Aim of the exercise:
Return, word for word, everything from the start of the data down to the line that contains "112], [461, 52]]", including that line. Don't include the pictures in your answer.
*** Data for the task ***
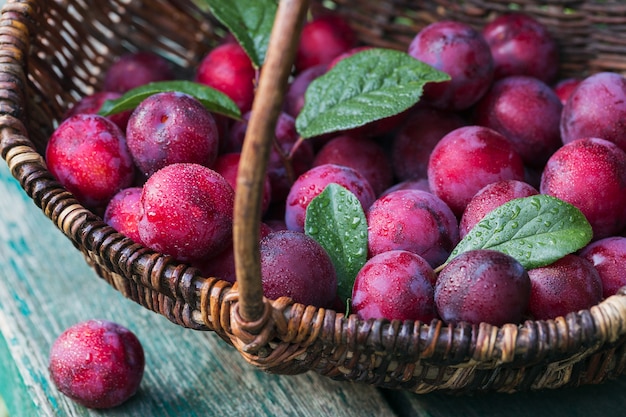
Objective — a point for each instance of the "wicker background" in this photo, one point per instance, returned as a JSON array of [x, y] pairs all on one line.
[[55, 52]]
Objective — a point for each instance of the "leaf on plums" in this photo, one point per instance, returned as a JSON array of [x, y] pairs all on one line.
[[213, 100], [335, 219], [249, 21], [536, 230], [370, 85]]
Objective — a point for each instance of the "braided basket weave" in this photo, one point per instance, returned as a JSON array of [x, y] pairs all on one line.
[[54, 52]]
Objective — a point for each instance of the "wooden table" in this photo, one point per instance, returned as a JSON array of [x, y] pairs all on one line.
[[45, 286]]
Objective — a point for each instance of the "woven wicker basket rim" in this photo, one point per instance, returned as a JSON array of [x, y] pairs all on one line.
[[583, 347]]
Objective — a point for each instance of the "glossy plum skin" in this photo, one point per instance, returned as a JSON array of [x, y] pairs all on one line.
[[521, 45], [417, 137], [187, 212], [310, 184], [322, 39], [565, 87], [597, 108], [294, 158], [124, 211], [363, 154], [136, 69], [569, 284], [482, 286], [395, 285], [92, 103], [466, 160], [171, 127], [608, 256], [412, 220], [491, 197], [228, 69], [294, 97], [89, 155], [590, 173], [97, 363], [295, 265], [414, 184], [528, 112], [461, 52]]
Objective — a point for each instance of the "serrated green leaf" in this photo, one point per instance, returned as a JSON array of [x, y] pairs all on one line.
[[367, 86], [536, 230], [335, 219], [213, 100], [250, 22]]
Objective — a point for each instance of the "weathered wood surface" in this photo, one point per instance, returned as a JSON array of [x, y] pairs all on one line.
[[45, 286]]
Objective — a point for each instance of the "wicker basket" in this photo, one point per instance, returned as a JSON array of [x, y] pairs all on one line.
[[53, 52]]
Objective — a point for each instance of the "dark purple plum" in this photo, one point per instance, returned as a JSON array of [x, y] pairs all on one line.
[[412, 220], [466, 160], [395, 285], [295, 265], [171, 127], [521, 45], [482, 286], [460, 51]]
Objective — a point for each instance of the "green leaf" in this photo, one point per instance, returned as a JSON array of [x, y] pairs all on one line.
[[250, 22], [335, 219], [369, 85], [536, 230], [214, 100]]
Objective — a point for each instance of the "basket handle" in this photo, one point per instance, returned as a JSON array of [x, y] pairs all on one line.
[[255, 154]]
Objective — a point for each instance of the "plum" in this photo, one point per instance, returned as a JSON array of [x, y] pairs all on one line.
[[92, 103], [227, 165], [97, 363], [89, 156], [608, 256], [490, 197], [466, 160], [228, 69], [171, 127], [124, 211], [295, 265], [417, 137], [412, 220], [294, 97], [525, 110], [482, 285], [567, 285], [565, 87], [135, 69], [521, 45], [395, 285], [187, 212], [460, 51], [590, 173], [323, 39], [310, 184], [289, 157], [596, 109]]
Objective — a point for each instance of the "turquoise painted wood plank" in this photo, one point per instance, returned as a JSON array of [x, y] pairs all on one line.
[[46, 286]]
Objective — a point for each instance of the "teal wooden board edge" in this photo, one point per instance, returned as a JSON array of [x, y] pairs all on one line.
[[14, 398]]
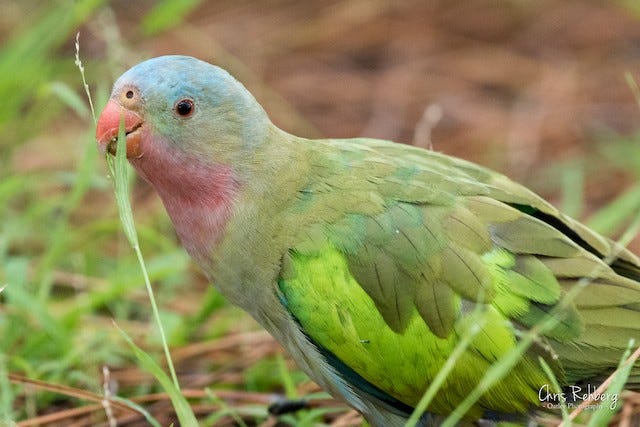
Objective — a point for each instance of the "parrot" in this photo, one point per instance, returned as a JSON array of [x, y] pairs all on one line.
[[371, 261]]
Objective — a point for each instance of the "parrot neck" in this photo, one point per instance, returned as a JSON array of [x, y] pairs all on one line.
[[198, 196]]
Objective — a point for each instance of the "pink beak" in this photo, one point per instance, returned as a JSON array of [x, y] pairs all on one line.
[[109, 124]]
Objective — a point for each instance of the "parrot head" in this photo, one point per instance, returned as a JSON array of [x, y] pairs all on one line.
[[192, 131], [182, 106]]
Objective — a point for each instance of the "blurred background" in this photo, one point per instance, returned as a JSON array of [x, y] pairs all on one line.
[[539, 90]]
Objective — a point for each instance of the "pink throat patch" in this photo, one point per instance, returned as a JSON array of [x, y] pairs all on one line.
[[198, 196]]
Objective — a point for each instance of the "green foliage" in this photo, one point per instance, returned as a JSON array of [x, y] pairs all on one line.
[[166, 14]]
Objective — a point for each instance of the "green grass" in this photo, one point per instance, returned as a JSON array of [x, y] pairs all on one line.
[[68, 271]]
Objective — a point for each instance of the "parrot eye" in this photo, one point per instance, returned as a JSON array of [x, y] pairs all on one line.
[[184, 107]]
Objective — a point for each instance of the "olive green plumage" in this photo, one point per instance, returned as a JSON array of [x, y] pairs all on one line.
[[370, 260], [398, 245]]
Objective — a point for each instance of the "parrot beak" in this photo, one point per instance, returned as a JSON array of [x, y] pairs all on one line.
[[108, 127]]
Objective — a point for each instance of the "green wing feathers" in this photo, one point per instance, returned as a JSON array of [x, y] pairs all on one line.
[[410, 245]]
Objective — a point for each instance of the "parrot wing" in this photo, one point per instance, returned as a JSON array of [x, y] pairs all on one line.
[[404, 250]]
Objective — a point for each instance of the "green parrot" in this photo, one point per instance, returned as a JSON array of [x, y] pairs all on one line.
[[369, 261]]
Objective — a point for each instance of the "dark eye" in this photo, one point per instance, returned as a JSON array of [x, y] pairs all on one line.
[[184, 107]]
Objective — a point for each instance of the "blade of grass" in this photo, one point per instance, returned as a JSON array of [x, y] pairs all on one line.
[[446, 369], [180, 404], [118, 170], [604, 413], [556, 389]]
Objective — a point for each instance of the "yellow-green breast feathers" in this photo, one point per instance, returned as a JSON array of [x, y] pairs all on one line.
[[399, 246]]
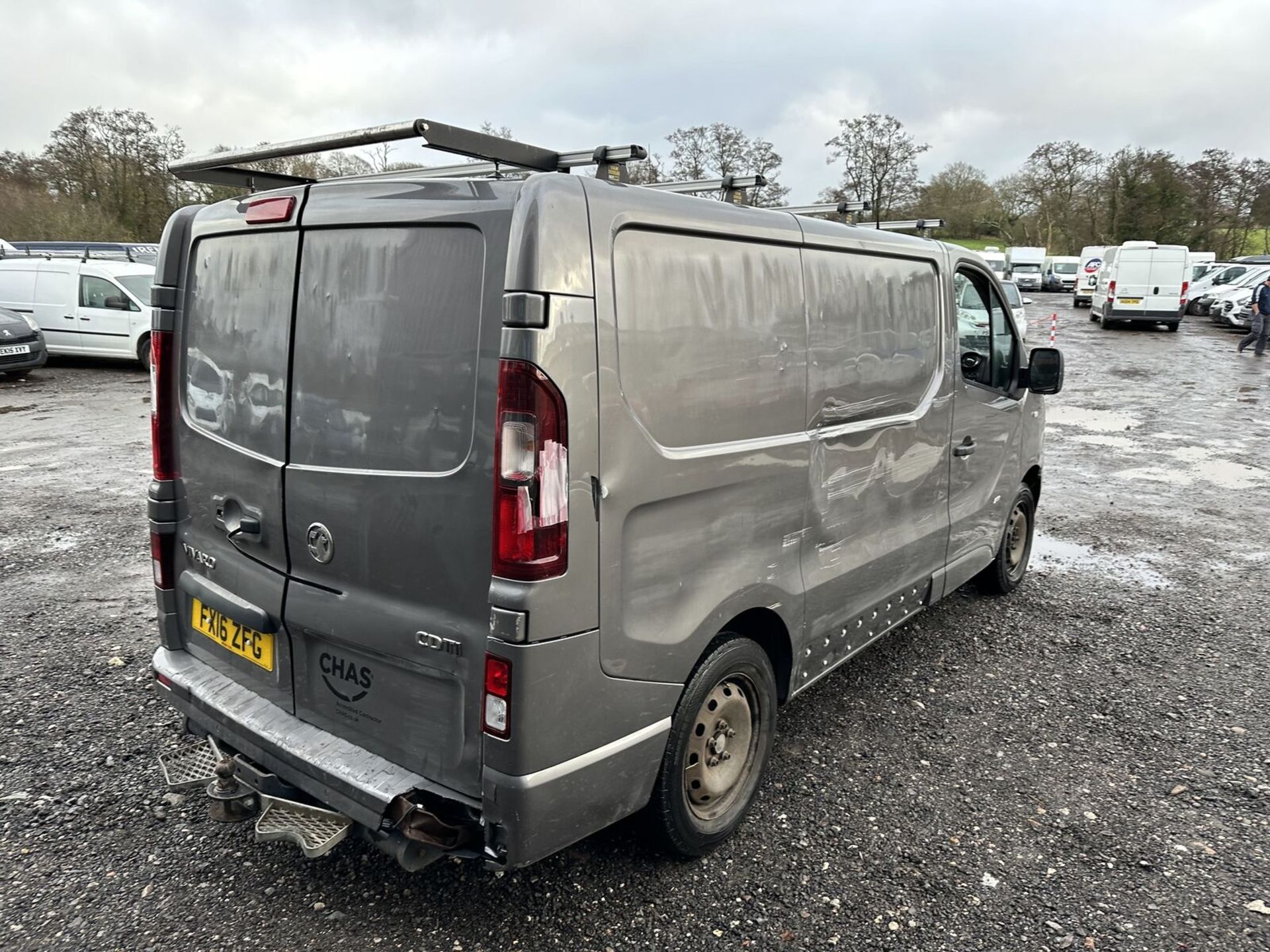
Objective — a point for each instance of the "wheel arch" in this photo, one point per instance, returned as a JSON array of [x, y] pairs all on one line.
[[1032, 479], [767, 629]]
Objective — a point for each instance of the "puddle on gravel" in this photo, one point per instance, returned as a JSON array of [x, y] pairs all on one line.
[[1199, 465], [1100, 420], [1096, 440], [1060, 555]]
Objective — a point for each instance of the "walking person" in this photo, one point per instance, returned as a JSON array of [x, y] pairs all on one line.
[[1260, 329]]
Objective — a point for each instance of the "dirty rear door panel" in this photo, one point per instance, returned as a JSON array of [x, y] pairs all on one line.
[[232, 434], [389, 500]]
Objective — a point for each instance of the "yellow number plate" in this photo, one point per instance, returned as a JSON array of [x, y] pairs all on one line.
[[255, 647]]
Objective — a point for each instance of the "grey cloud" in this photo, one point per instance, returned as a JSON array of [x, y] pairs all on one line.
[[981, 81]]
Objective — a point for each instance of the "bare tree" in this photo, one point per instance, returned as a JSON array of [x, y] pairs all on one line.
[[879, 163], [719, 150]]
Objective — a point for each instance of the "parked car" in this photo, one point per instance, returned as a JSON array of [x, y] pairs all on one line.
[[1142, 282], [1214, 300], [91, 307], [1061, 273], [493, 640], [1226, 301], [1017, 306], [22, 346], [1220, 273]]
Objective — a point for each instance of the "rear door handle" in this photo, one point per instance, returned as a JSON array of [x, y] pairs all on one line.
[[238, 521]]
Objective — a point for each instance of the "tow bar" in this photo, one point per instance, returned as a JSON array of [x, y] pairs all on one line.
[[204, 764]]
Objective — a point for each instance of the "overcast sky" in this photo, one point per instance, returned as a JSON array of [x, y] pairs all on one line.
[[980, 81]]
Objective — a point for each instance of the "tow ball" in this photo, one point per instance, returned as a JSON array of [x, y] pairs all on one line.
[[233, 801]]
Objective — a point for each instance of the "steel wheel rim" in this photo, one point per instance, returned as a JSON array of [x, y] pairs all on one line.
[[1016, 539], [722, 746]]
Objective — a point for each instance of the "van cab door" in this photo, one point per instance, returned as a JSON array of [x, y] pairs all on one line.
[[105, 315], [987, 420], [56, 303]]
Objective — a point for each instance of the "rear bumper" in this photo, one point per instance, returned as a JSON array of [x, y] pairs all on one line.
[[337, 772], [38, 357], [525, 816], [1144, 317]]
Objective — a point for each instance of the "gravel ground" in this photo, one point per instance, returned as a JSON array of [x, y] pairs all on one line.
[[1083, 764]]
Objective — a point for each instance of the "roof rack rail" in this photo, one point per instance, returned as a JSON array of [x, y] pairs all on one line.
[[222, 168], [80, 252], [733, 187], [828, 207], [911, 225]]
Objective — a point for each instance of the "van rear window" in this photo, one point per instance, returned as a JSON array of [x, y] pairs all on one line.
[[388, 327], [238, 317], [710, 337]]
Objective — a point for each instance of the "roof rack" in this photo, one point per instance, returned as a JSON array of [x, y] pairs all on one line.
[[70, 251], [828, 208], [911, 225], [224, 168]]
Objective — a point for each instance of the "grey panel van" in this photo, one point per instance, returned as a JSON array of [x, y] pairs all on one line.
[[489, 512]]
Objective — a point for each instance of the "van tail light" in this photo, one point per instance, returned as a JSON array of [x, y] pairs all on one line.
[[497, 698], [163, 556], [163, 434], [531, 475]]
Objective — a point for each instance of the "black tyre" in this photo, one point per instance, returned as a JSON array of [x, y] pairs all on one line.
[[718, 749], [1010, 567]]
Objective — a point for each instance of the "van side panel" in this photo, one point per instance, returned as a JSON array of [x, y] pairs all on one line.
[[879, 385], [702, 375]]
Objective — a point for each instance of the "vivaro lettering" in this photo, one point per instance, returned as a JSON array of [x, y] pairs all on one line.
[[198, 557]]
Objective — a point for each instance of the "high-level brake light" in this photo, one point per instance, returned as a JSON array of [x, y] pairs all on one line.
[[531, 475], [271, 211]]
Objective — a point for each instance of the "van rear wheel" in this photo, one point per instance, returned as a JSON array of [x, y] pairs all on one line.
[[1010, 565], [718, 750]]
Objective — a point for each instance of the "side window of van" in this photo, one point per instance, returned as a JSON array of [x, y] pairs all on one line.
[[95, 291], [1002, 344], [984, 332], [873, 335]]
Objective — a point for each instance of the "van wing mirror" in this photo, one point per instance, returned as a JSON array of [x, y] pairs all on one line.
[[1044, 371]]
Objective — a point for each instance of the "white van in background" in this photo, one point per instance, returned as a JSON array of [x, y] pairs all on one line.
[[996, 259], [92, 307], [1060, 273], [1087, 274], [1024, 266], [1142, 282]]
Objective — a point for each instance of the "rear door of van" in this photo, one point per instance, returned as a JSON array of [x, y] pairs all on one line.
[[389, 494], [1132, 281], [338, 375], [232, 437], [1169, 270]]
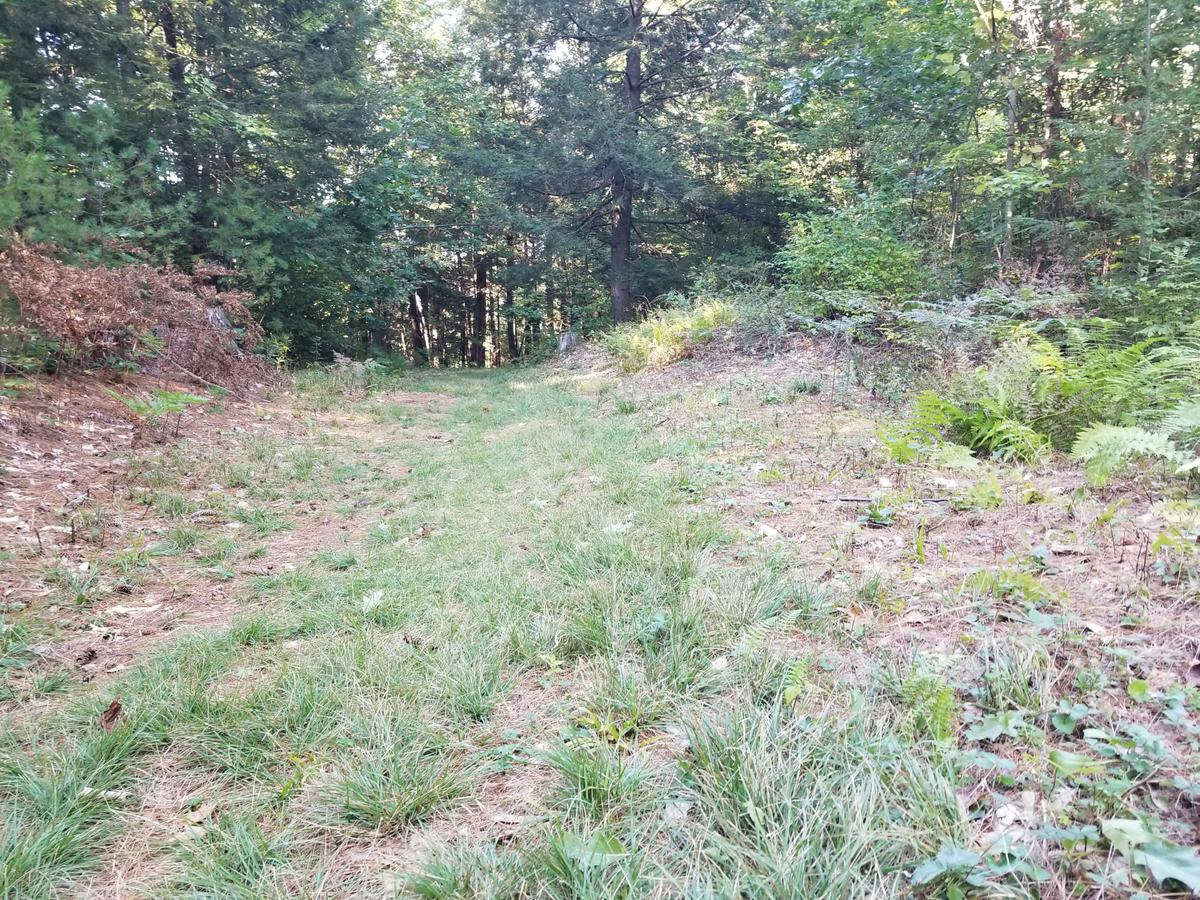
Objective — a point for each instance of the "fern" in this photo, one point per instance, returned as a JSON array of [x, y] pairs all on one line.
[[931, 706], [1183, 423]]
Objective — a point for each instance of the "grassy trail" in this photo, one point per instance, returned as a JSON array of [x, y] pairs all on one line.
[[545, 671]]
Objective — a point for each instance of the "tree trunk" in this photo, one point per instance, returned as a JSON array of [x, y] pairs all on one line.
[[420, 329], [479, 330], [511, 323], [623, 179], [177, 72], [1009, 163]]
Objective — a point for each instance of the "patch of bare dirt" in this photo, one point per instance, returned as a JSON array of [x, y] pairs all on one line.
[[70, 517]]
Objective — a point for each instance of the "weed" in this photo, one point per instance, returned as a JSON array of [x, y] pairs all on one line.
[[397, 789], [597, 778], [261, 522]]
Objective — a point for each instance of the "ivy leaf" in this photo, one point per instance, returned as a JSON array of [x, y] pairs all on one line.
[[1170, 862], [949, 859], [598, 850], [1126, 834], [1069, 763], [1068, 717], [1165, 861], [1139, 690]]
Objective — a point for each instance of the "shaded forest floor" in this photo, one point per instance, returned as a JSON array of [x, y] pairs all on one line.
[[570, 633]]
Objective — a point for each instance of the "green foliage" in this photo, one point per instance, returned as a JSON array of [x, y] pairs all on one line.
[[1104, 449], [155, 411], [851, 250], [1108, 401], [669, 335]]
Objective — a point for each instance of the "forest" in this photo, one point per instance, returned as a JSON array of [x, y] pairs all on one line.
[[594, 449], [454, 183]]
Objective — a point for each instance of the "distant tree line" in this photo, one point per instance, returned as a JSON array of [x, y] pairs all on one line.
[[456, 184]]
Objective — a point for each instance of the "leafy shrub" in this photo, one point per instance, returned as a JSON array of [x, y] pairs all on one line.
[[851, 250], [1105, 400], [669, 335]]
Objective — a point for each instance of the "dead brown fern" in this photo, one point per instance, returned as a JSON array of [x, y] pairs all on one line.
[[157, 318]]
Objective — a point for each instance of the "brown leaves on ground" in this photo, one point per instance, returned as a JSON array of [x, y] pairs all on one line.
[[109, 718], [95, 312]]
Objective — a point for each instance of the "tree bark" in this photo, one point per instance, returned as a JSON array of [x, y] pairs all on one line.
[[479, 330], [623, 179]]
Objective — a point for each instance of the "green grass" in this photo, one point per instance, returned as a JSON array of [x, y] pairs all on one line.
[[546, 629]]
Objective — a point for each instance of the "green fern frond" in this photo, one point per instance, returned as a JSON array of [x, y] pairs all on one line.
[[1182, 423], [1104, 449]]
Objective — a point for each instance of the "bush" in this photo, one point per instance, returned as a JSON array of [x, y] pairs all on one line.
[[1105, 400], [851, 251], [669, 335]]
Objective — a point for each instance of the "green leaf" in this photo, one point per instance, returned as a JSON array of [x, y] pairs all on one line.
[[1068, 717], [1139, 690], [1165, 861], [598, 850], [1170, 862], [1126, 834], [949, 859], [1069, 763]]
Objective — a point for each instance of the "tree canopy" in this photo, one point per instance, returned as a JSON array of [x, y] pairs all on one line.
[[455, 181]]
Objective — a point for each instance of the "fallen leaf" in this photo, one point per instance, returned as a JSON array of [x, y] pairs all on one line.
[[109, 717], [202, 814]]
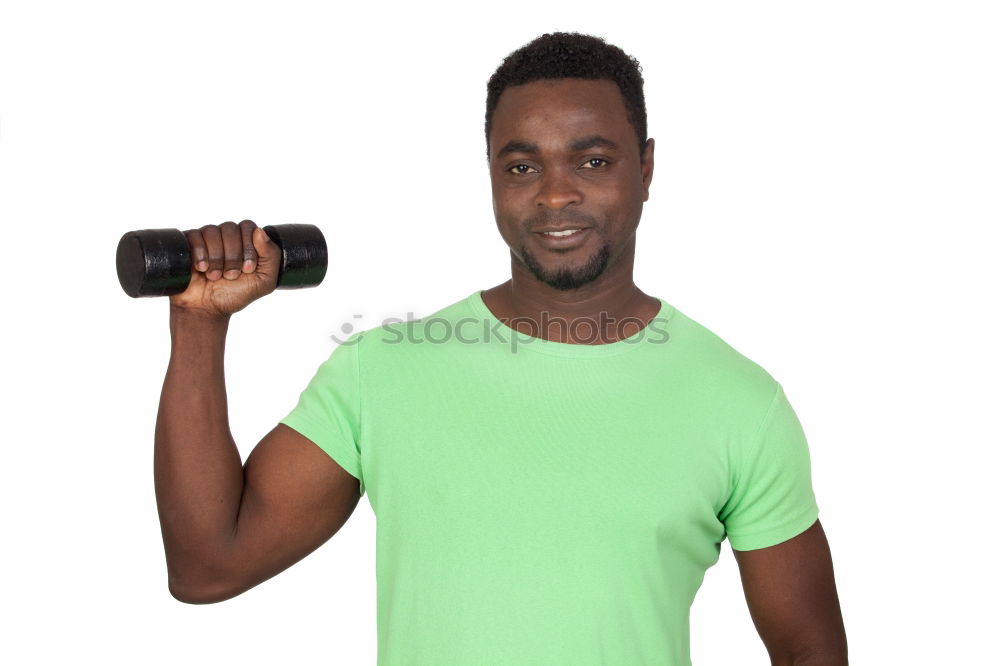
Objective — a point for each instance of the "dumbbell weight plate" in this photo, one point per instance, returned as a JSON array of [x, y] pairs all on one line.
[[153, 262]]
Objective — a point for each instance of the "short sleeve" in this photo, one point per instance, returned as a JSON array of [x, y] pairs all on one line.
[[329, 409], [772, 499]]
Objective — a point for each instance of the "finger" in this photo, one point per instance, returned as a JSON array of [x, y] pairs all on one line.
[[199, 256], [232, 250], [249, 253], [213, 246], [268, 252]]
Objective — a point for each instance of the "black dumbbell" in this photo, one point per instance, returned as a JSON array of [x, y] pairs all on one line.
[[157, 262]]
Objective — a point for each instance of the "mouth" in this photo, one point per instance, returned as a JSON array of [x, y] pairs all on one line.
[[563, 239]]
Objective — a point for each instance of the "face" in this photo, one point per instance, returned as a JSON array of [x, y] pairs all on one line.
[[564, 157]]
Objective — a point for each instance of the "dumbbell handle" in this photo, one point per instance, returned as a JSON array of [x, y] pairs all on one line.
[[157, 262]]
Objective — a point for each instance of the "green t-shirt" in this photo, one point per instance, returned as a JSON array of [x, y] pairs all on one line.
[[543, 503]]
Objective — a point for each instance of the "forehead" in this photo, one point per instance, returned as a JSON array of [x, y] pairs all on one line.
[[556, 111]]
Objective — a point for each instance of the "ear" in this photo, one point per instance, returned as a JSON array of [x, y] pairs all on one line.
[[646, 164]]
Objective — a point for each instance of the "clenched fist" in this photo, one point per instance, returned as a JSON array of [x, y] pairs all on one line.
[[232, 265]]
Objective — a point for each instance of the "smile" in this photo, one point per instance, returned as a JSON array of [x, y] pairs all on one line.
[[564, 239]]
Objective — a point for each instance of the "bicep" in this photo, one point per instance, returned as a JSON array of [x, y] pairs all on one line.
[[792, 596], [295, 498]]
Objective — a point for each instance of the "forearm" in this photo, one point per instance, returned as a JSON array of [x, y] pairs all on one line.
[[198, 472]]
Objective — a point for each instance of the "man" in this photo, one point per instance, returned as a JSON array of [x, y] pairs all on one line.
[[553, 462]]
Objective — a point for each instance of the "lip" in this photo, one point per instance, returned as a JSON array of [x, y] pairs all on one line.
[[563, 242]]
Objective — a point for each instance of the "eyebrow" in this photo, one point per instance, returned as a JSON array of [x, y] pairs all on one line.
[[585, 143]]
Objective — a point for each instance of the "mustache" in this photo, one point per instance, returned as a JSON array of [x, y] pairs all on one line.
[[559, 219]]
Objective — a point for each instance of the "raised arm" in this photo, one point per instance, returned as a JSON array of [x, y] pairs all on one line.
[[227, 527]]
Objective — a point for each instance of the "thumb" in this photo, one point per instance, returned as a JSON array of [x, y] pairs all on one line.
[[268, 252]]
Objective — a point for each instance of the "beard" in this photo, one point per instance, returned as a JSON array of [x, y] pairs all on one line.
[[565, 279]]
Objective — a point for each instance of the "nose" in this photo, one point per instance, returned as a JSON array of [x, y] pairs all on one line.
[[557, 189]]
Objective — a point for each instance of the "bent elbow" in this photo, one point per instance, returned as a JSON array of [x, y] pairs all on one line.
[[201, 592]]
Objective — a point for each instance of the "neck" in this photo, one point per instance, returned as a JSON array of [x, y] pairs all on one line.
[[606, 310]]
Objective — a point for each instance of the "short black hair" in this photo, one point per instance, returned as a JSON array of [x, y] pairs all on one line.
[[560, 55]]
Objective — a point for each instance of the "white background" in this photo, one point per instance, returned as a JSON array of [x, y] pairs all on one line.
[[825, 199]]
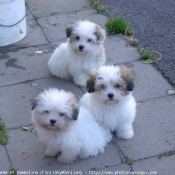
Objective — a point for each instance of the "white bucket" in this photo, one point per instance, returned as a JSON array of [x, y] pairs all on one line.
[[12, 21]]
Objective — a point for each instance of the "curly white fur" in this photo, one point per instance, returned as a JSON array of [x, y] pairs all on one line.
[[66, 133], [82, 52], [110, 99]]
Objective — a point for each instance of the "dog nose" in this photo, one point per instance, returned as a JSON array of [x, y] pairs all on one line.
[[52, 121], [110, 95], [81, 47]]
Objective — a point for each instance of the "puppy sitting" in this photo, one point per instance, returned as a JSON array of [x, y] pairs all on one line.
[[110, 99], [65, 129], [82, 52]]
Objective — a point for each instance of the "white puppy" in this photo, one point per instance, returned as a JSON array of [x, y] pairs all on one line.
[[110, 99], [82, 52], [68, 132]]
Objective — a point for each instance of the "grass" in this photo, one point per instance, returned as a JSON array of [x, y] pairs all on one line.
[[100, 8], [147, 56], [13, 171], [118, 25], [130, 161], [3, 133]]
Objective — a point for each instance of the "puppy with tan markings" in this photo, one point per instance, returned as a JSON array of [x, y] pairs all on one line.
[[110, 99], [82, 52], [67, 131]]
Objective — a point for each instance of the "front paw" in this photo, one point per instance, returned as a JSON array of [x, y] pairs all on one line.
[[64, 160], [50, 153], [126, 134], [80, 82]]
***
Answer to the exercise:
Objective — a point for each instance of the "wicker background" in this photo, one point per instance, returned as a JSON array of [x, y] pairs all on one line.
[[55, 52]]
Objective — a point for each instance of the "leaf on plums" in this photo, one point per instance, returned as a JSON array of [x, y] pairs all on one line.
[[213, 100], [335, 219], [249, 21], [536, 230], [370, 85]]
Objective — a point for each instance of the "braided basket weave" in this photo, one point per instance, returned as a JSON array of [x, y] pairs all on one line.
[[54, 52]]
Objective — a point for each instance of the "wooden table" in this photo, one point per instance, returned as a JSON array of [x, y] pairs all on one line.
[[45, 286]]
Objective — a point for each instance of the "woven wicker basket rim" in this photo, one point per instance, returned as a JSON array of [x, y] pairs all on one line.
[[583, 347]]
Objective — a point for each instance of the "glossy plum skin" in this photo, one point per instance, returned as a JSON array of [x, y] pairs all on one line.
[[521, 45], [417, 137], [187, 212], [310, 184], [322, 39], [565, 87], [597, 108], [294, 158], [124, 211], [363, 154], [136, 69], [569, 284], [482, 286], [395, 285], [92, 103], [466, 160], [171, 127], [608, 256], [412, 220], [491, 197], [228, 69], [294, 97], [89, 155], [590, 173], [97, 363], [295, 265], [414, 184], [528, 112], [461, 52]]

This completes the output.